ENTRIES PROVIDED:
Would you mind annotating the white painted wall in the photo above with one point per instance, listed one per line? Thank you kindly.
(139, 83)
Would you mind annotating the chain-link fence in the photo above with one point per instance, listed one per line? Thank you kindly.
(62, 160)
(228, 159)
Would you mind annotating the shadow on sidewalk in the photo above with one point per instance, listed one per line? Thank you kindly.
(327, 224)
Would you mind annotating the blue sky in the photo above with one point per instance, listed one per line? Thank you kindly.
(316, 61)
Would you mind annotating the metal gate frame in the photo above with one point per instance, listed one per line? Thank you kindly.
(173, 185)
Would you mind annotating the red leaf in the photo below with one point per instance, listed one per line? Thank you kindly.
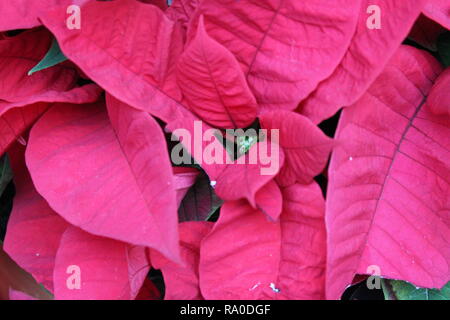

WORK TO COMPLETE:
Apart from the pictures, every line of the material above is to be returned word for word.

YOUR RESPONSE:
Would you mind annotating the white painted wall in the photo above with one point per instance, listed one per line? Thank you kindly.
(139, 83)
Would you mind annotating the chain-link fence in the photo above with one point per instance, listed one per line? Thank you kindly.
(62, 160)
(228, 159)
Would you mind annotating the shadow on sidewalk in the photo above with one point per instance, listed one per line? Thank you kindly.
(327, 224)
Would you mind annotating the blue sky in the photo above with one point per instance, listed one per line? Thank you kindly.
(316, 61)
Would you mind annotating the metal gate frame in the photo above with one point per instance, listed one per line? Thank you kindly.
(173, 185)
Would you mind annotating the red leaf in the photo below with one point per instance, listed one per line? Thank you kindly.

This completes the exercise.